-- REQUIRED ACTIONS --
[1] In the passage about Leuzinger High School, who was the school named after, and why?
[2] Carry on the Leuzinger High School passage from its last sentence.

-- PASSAGE SHOWN --
------------------------------------------------
Leuzinger High School is a public high school (9th through 12th grades) in Lawndale, California, United States. It opened on January 27, 1931, with an enrollment of 268. It was named after Adolph Leuzinger in recognition of his 25 years of service on the board of trustees of the Inglewood Union High School District. The school is in the Centinela Valley Union High School District.

Leuzinger High had an enrollment of 1,726 as of the 2013–14 school year.

Faculty and administration
For many years, Leuzinger High School was considered to be a typical inner-city school, mostly known for producing athletes such as Kei Kamara, Marvcus Patton and Russell Westbrook. However, over the past few years, it has consistently shown academic growth spurts, largely due to its faculty and administration. As of 2021, the administration is headed by principal Dr. Howard Ho, and associate principals Rosalyn Varee, Jose Varela, and Dr. Karma Nicolis.
------------------------------------------------
-- INFORMATION SUPPLIED --
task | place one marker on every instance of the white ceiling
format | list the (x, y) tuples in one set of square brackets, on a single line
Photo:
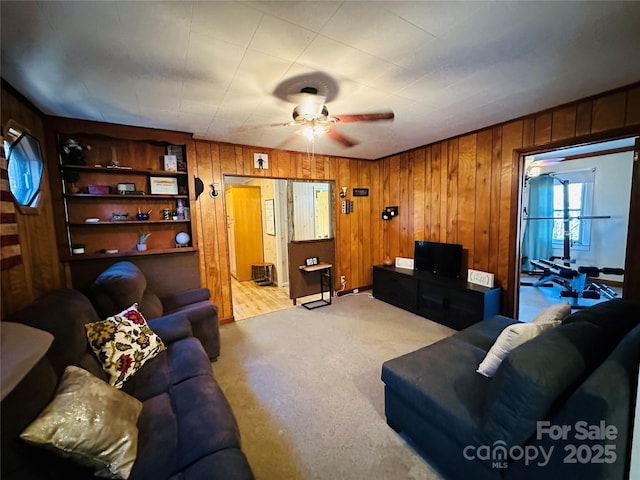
[(444, 68)]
------------------------------------------------
-- RESPONSES BY TASK --
[1] It was named after Adolph Leuzinger for his 25 years of service on the board of trustees of the Inglewood Union High School District.

[2]
Olympic mascot
As Leuzinger's first senior class graduated while the 1932 Summer Olympics were hosted in and around nearby Los Angeles, the school's nickname became the "Olympians". Leuzinger was granted authorization for the school to use the Olympic name and Olympic rings trademark. In turn, the campus of the "Olympians" also provided staging for aspects of the 1932 Olympics; facilities for the use of competitors, including a shooting range, and a bowling alley, were constructed under the main building. On September 8, 1936, construction on a women's gym with an Olympic-size swimming pool was begun. However eventual earthquake damage, combined with tougher safety codes and remodeling opportunities, required the pool's removal.

Notable alumni 

Tiran Porter, class of 1966, The Doobie Brothers bass guitarist
George Foster, class of 1967, Cincinnati Reds outfielder, two-time World Series champion and 1977 National League Most Valuable Player
Mike Gin, mayor of Redondo Beach, California
Ross Jeffries, author, "speed seduction" guru
Kei Kamara, New England Revolution striker
Kurupt attended Leuzinger in the late 1980s before dropping out.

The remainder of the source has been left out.